[Work required]: Copy out every one of the items below line for line, changing nothing.

□ □ □ □ □ □ □

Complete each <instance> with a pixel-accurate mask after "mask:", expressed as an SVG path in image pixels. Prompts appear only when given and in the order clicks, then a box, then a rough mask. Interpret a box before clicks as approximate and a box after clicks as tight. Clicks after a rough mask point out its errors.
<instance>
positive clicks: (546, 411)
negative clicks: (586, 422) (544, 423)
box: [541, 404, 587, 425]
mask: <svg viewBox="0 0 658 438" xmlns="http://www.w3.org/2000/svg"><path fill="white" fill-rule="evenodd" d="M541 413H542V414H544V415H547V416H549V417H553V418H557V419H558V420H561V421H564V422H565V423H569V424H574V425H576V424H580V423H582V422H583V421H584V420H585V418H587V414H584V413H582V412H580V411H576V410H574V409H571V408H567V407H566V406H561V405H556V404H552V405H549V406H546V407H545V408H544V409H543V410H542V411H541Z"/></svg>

□ □ □ □ □ □ □

[Response area]:
Complete each <instance> with a pixel-accurate mask after "mask:", expressed as an SVG path in image pixels. Prompts appear only when given and in the order clicks, then a box, then a rough mask. Interpret a box before clicks as approximate and a box after clicks as tight. Clicks after a rough mask point out its errors.
<instance>
positive clicks: (546, 411)
negative clicks: (586, 422) (544, 423)
box: [541, 404, 587, 425]
mask: <svg viewBox="0 0 658 438" xmlns="http://www.w3.org/2000/svg"><path fill="white" fill-rule="evenodd" d="M541 413H542V414H544V415H547V416H549V417H553V418H557V419H558V420H561V421H564V422H565V423H569V424H574V425H576V424H580V423H582V422H583V421H584V420H585V418H587V414H584V413H582V412H580V411H576V410H574V409H571V408H567V407H566V406H561V405H556V404H552V405H549V406H546V407H545V408H544V409H543V410H542V411H541Z"/></svg>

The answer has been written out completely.